[START OF MATERIAL FOR THIS TASK]

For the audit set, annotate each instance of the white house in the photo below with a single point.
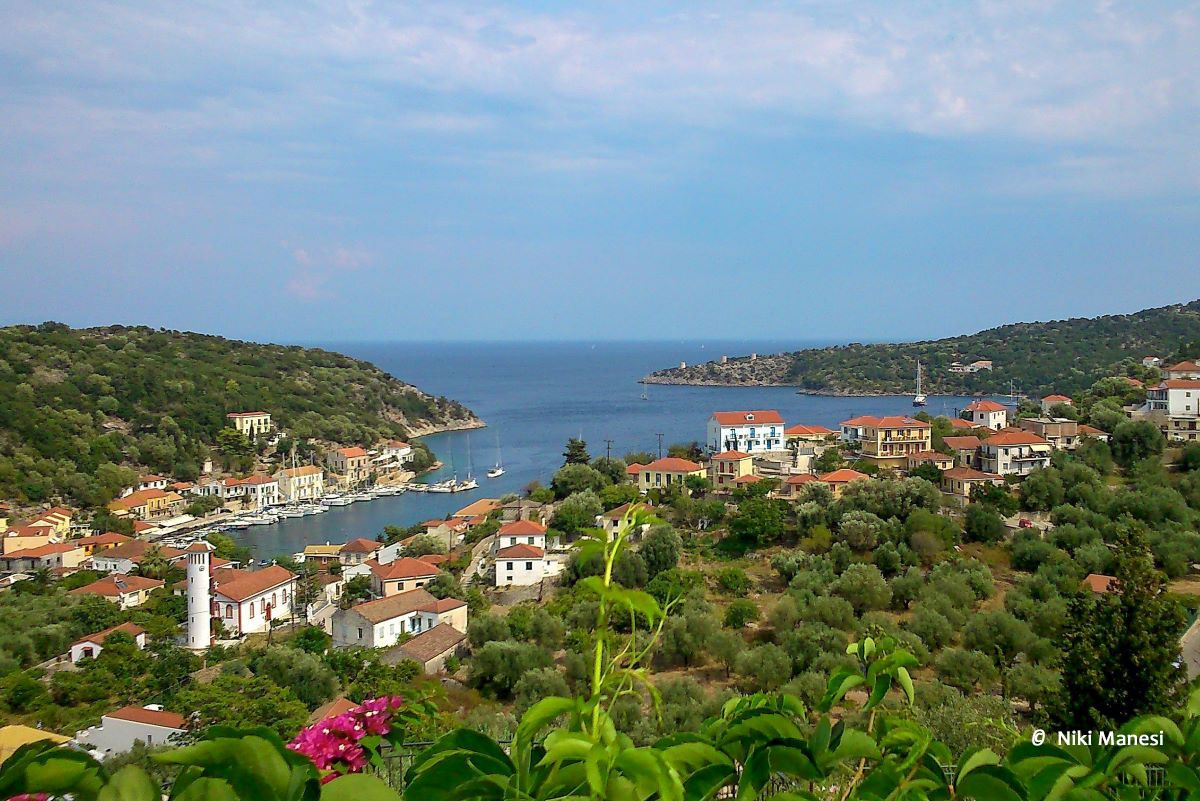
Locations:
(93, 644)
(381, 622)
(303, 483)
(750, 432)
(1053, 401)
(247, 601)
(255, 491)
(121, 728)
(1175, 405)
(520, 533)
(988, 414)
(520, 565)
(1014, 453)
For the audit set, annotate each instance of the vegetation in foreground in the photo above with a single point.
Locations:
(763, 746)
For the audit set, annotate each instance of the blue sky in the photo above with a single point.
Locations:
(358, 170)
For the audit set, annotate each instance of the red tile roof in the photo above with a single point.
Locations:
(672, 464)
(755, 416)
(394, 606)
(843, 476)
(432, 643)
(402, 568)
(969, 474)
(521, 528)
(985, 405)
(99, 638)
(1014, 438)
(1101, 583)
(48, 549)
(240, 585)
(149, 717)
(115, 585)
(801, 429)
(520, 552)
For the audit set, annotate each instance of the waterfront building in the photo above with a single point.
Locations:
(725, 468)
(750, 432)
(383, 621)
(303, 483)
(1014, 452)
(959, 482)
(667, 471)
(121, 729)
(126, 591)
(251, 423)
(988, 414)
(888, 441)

[END OF MATERIAL FOR THIS TASK]
[START OF MATERIAL FOR THIS TASK]

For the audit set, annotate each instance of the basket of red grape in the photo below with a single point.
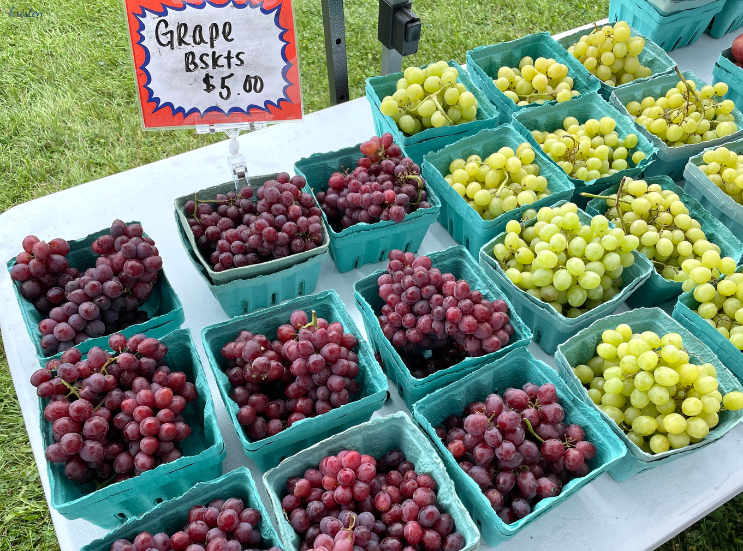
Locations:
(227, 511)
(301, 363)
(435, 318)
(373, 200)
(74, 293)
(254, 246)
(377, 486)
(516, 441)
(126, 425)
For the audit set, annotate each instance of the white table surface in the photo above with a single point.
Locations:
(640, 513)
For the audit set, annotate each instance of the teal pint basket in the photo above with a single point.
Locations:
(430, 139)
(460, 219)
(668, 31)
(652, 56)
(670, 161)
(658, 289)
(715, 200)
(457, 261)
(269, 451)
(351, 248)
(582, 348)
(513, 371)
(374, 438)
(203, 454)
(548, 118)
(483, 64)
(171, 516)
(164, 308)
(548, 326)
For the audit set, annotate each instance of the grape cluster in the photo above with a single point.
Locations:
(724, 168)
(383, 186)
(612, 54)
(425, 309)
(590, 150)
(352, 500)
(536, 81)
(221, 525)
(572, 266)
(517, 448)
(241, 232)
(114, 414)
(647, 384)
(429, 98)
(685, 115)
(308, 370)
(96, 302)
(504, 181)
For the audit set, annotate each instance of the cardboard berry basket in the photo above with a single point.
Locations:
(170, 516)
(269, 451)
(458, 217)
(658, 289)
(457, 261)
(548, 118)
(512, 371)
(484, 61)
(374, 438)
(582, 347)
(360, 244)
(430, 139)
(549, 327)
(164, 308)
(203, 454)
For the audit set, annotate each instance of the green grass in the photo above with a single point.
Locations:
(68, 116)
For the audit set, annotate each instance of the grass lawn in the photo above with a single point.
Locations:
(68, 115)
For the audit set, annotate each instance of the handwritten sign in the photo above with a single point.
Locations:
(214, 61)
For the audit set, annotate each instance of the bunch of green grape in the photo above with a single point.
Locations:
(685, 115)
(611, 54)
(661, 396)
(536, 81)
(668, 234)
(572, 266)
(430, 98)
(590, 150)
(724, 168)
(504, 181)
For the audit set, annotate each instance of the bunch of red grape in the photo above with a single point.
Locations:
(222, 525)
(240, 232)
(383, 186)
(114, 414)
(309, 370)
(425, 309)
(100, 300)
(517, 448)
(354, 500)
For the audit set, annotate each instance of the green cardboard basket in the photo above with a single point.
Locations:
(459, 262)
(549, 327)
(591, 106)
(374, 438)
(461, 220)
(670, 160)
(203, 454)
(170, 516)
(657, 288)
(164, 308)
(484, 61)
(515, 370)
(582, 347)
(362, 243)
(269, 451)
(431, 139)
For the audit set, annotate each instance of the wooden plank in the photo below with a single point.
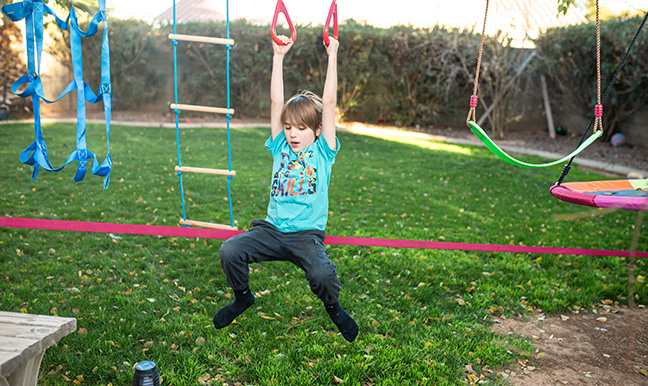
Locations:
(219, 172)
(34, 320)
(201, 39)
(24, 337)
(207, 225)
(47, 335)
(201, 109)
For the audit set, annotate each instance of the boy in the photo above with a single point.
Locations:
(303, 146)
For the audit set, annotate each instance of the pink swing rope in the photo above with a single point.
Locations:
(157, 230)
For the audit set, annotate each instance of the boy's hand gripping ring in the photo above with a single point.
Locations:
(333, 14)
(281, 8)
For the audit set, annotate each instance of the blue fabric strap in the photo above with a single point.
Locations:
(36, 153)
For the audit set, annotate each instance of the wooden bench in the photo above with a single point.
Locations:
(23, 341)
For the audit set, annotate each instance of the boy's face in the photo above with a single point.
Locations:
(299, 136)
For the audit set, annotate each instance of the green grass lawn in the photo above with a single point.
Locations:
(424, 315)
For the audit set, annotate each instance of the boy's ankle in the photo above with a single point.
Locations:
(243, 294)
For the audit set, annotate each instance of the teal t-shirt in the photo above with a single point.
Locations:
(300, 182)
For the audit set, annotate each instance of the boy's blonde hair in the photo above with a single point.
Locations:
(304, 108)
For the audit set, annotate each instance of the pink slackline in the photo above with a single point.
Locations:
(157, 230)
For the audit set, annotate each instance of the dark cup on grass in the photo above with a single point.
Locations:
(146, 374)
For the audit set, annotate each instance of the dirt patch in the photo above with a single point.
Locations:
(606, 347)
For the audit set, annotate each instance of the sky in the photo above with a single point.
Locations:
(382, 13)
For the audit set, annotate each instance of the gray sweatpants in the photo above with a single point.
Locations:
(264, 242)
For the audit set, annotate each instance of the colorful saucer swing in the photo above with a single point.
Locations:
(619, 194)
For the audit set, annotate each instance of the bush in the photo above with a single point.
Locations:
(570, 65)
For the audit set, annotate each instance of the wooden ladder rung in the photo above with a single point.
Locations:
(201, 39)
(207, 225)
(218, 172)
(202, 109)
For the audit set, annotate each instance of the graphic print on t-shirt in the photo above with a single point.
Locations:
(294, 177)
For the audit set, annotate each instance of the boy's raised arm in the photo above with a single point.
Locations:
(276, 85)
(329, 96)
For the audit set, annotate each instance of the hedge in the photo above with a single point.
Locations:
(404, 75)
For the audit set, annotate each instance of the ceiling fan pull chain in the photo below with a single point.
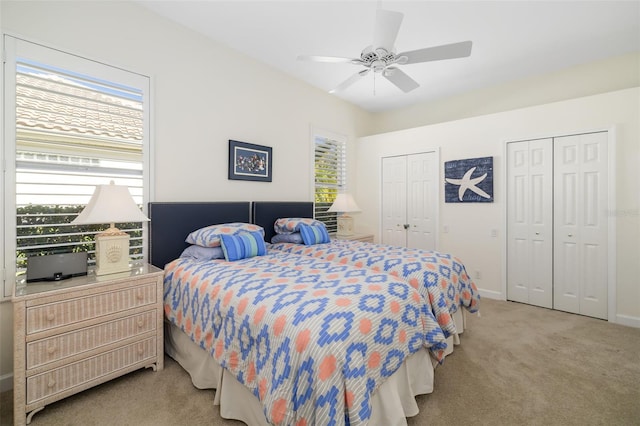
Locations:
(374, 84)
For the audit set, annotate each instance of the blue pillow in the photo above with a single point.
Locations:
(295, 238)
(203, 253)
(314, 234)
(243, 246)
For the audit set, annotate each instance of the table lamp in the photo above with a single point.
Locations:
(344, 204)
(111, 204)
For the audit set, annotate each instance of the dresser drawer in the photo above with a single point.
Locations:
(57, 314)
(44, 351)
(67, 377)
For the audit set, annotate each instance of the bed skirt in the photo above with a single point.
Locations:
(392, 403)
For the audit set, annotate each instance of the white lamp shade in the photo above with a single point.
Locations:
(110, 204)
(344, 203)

[END OF MATERIAL FOR THIS TASK]

■ TASK DETAILS
Locate every line in the material that contains the word "pink", treating uppercase and lowercase letters as distinct, and copy each such line in full.

■ COMPLETE RESPONSE
For the audit set, annotate each instance of the pink swing rope in the photo above with a single point.
For the audit set, annotate each instance of the pink slackline in the photo above with a single point.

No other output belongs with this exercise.